• [Task description]:
Transcribe the passage of the text on the 2020 drop in global gas demand from "With an unprecedented" up to and including "well as at sea.".

IEA: 2020 global gas demand to post largest drop on record

Oct. 12, 2020
Global natural gas demand is forecast to fall 3% year-on-year or about 120 bcm in 2020, according to the International Energy Agency (IEA)’s new report, Global Gas Security Review 2020.

Global natural gas demand is forecast to fall 3% year-on-year (y-o-y) or about 120 bcm in 2020, according to the International Energy Agency (IEA)’s new report, Global Gas Security Review 2020. The decline in demand has been revised from IEA’s previous June forecast, which was projecting a 4% fall for this year. Despite the revision, 2020 is still assumed to experience the largest recorded drop in global natural gas demand.

Most declines in gas consumption have been observed in mature markets across Europe, Eurasia, North America, and Asia. Taken together these markets account for over 80% of the expected drop in global natural gas demand for 2020.

Natural gas demand is forecast to increase by 3% y-o-y in 2021 or about 130 bcm. The resurgence of COVID-19 cases and the prospect of a prolonged pandemic brings further uncertainty to the pace of recovery in 2021, which has led to a downward adjustment from the previous report.

The recovery of global gas demand in 2021 is likely to be supported by fast-growing markets in Asia, Africa, and the Middle East. More mature markets should see gradual recovery, and some may not reach their 2019 level in 2021.

Supply flexibility

With an unprecedented fall in global gas demand in the first half of the year, the whole natural gas value chain has had to provide flexibility to adjust supply, including production shut-ins, contractual flexibility mechanisms to reduce LNG and pipeline gas volumes or optimizing storage utilization onshore as well as at sea.

Although pipeline gas exporters bore the brunt of the supply-side adjustment to the demand drop caused by COVID-19, the majority of LNG exporting countries also experienced varying degrees of supply curtailment over first-half 2020. The US accounted for the biggest share of the downward adjustment in global LNG supply, underscoring the outsized role of US LNG in market balancing at a time of a historic oversupply.

According to IEA, without the flexibility of global LNG supply, the adjustment to the 2020 demand shock would have been less orderly and could potentially have had a damaging effect on the commercial and contractual structures underpinning global gas trade.

LNG contracting

After a wave of strong contracting activity culminating in 2018 with 95 bcm signed, LNG contracting slowed down in 2019 with a total volume of 74 bcm. Activity collapsed in 2020 with only 35 bcm signed to date - with no further contracting activity, this would mark a y-o-y decrease of over 50%.

Although COVID-19 is contributing to a historic demand shock, a well-supplied market since 2019 is a larger driving factor behind this decreased activity, IEA said. From 2015-2019, the share of total contracts with fixed destination clauses decreased as new flexible-destination volumes entered the market. By contrast, despite the decline in total volumes, fixed-destination contracts have grown to date in 2020.

About 190 bcm of legacy contracts are due to expire in the next 5 years, accounting for about one-third of current active volumes. Over the same period global liquefaction capacity is to increase by 20% from projects currently under development. These two factors will strongly impact the structure of LNG supply, and create new opportunities for buyers and challenges for marketers in a context of demand uncertainty.

• [Data extract]:
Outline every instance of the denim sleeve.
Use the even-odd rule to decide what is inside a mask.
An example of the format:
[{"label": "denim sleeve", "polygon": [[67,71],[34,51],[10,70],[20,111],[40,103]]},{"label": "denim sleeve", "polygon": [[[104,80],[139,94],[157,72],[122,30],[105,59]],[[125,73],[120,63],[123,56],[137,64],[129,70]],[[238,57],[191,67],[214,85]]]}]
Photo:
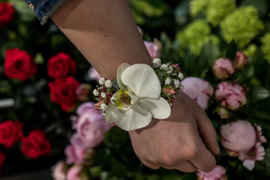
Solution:
[{"label": "denim sleeve", "polygon": [[24,0],[43,25],[47,19],[65,1],[65,0]]}]

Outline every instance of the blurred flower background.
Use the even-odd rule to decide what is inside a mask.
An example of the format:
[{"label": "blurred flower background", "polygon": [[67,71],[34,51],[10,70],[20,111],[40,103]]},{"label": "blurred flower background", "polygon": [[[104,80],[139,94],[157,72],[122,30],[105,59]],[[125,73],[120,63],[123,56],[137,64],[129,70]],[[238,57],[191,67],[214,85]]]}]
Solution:
[{"label": "blurred flower background", "polygon": [[23,1],[0,0],[0,175],[53,166],[55,180],[269,179],[270,2],[129,1],[151,57],[180,64],[184,91],[212,121],[216,167],[144,166],[127,132],[94,109],[100,77],[79,51]]}]

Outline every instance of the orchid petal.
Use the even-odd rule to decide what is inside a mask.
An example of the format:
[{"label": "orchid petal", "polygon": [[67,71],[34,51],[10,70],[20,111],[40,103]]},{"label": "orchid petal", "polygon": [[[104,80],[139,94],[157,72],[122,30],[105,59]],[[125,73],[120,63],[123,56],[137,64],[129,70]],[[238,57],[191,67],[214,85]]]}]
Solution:
[{"label": "orchid petal", "polygon": [[108,106],[105,118],[108,124],[114,123],[120,128],[127,131],[145,127],[152,120],[150,113],[137,104],[126,111],[111,104]]},{"label": "orchid petal", "polygon": [[137,103],[140,107],[149,112],[152,117],[156,119],[166,119],[171,115],[170,105],[161,97],[156,99],[141,98],[138,100]]},{"label": "orchid petal", "polygon": [[156,99],[160,95],[161,86],[158,78],[147,64],[137,64],[128,67],[122,73],[121,81],[139,98]]},{"label": "orchid petal", "polygon": [[118,86],[120,89],[123,89],[125,90],[127,89],[127,86],[123,84],[121,81],[121,75],[127,67],[130,66],[130,65],[127,63],[123,63],[120,65],[117,69],[117,74],[116,76],[116,80]]}]

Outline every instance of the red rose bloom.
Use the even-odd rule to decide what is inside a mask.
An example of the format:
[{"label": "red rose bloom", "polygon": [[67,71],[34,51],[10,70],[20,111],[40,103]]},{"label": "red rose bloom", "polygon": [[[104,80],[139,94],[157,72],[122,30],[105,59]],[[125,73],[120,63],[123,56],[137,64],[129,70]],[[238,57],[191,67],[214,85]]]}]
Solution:
[{"label": "red rose bloom", "polygon": [[18,48],[8,49],[5,58],[5,73],[10,78],[24,81],[36,72],[36,66],[33,57],[24,51]]},{"label": "red rose bloom", "polygon": [[22,139],[22,152],[31,159],[48,155],[51,150],[50,141],[46,138],[45,133],[41,130],[33,130],[28,136]]},{"label": "red rose bloom", "polygon": [[8,120],[0,123],[0,144],[10,148],[23,136],[23,124],[18,121]]},{"label": "red rose bloom", "polygon": [[10,4],[0,2],[0,26],[4,26],[10,22],[15,12],[14,8]]},{"label": "red rose bloom", "polygon": [[62,52],[49,59],[47,67],[48,75],[55,79],[65,77],[69,73],[74,75],[77,72],[76,62]]},{"label": "red rose bloom", "polygon": [[77,97],[76,90],[80,83],[73,77],[56,79],[49,83],[51,100],[59,104],[63,111],[68,111],[74,107]]}]

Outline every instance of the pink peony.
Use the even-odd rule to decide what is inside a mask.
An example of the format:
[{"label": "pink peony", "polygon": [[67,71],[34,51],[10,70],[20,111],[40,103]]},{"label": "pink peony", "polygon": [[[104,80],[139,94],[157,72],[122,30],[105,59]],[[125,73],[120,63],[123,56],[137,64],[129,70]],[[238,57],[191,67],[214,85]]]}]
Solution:
[{"label": "pink peony", "polygon": [[226,79],[232,75],[234,70],[231,60],[224,57],[217,60],[213,66],[214,74],[220,79]]},{"label": "pink peony", "polygon": [[214,91],[210,83],[195,77],[186,77],[181,82],[185,87],[183,91],[197,102],[202,108],[206,109],[209,97],[213,94]]},{"label": "pink peony", "polygon": [[81,177],[83,167],[80,164],[75,164],[72,166],[67,173],[67,180],[87,180],[87,178]]},{"label": "pink peony", "polygon": [[91,66],[88,70],[87,73],[88,78],[90,79],[94,80],[97,82],[99,81],[99,78],[101,77],[99,73],[93,66]]},{"label": "pink peony", "polygon": [[66,172],[68,168],[62,161],[58,161],[52,167],[52,176],[54,180],[65,180]]},{"label": "pink peony", "polygon": [[153,42],[144,41],[144,42],[147,50],[152,59],[160,57],[161,50],[158,46]]},{"label": "pink peony", "polygon": [[244,89],[237,84],[227,82],[220,83],[215,92],[215,96],[221,106],[231,110],[237,110],[247,103]]},{"label": "pink peony", "polygon": [[217,165],[209,172],[198,170],[196,174],[198,180],[227,180],[226,172],[223,166]]},{"label": "pink peony", "polygon": [[243,69],[248,63],[248,57],[242,52],[236,52],[236,56],[234,62],[234,67],[237,70]]}]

• [Your response]:
With an unprecedented fall in global gas demand in the first half of the year, the whole natural gas value chain has had to provide flexibility to adjust supply, including production shut-ins, contractual flexibility mechanisms to reduce LNG and pipeline gas volumes or optimizing storage utilization onshore as well as at sea.